EXERCISE INSTRUCTIONS |
How many lines in the entries below contain the word "flue"? Reply with the number alone.

Object position labeling entries
++++++++
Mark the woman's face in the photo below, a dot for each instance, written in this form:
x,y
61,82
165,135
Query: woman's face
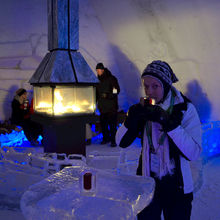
x,y
153,88
24,96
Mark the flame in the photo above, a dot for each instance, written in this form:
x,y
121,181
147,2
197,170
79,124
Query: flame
x,y
70,107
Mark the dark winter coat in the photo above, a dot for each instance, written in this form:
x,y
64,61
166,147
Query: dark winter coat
x,y
107,101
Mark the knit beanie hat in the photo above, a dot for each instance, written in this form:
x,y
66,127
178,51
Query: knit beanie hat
x,y
162,71
100,66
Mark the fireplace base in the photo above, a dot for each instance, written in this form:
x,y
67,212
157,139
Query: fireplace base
x,y
64,134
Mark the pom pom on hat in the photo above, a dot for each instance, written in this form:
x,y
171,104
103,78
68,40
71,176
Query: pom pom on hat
x,y
100,66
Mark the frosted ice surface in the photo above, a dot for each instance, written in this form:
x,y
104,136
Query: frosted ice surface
x,y
59,196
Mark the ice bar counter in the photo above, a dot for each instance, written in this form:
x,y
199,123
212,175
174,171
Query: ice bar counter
x,y
108,196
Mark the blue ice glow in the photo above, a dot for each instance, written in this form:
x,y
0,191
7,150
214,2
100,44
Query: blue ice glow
x,y
15,138
210,139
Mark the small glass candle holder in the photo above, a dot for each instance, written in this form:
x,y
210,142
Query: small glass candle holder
x,y
88,182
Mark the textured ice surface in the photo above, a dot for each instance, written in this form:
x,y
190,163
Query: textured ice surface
x,y
19,170
59,196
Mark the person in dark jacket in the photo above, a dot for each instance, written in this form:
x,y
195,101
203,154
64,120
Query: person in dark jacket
x,y
21,116
171,138
107,97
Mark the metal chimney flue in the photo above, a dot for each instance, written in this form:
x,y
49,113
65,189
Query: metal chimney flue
x,y
64,84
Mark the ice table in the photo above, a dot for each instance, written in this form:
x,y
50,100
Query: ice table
x,y
59,196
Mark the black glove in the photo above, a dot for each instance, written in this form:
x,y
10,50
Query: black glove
x,y
169,122
136,117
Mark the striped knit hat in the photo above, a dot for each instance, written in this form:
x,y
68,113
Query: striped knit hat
x,y
160,70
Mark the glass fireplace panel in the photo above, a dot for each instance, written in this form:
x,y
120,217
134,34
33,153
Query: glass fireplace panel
x,y
74,100
43,100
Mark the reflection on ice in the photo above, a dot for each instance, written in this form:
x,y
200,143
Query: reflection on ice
x,y
59,196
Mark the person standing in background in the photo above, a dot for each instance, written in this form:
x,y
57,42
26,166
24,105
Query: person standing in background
x,y
107,98
21,116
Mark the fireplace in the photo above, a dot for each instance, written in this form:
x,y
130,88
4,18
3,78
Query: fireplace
x,y
64,84
63,100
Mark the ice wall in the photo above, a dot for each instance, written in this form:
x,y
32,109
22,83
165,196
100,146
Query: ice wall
x,y
125,35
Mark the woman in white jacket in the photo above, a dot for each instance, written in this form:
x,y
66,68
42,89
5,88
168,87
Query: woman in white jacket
x,y
171,138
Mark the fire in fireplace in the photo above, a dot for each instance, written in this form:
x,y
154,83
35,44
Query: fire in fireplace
x,y
64,84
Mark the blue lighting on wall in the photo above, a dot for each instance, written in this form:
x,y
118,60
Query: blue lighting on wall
x,y
210,139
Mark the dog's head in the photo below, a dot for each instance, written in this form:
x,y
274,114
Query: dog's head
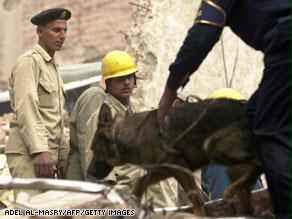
x,y
106,148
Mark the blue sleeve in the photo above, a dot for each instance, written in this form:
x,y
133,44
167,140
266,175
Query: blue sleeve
x,y
200,39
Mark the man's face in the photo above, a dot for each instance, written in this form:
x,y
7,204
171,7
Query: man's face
x,y
122,87
52,35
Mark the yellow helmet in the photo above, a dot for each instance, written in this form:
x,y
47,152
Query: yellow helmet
x,y
227,93
116,64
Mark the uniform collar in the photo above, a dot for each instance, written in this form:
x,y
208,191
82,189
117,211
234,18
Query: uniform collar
x,y
43,53
117,104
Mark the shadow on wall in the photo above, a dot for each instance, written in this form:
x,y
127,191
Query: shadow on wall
x,y
10,4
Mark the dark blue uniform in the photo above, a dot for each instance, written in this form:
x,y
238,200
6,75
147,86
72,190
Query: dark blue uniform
x,y
265,25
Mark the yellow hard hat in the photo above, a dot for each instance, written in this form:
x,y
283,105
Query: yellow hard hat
x,y
227,93
116,64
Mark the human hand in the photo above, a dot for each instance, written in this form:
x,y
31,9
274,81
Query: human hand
x,y
44,164
165,103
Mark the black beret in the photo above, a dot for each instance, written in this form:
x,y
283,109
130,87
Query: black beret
x,y
51,15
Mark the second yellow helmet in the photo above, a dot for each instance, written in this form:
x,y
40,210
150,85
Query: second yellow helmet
x,y
227,93
116,64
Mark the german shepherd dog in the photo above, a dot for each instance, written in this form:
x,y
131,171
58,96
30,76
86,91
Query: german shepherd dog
x,y
208,131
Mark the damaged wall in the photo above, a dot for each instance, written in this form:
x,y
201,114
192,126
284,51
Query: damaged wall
x,y
156,36
92,30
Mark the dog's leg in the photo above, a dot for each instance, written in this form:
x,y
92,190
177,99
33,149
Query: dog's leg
x,y
242,176
140,184
188,183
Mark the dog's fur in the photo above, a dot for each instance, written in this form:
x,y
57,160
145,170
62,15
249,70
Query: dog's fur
x,y
217,133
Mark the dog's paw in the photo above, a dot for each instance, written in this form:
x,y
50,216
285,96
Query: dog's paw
x,y
228,194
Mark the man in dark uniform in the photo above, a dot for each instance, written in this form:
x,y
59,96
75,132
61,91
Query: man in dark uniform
x,y
264,25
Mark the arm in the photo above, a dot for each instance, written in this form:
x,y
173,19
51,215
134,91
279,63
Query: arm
x,y
200,39
25,98
74,165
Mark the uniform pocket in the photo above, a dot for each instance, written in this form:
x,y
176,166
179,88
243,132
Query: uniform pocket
x,y
47,94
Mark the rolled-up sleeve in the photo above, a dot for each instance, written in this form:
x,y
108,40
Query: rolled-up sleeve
x,y
26,105
200,39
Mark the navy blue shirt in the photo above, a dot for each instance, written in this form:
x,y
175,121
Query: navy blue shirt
x,y
250,20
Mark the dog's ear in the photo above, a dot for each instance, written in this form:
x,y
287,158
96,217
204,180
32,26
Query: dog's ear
x,y
109,129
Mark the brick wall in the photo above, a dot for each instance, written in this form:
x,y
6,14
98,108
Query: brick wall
x,y
93,29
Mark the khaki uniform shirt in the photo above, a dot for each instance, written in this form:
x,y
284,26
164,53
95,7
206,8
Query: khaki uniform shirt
x,y
80,156
164,193
37,99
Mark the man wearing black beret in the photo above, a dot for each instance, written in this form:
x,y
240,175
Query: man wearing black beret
x,y
36,147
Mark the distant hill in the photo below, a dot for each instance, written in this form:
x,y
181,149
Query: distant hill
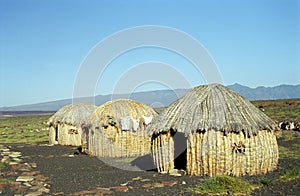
++++++++
RESPONSE |
2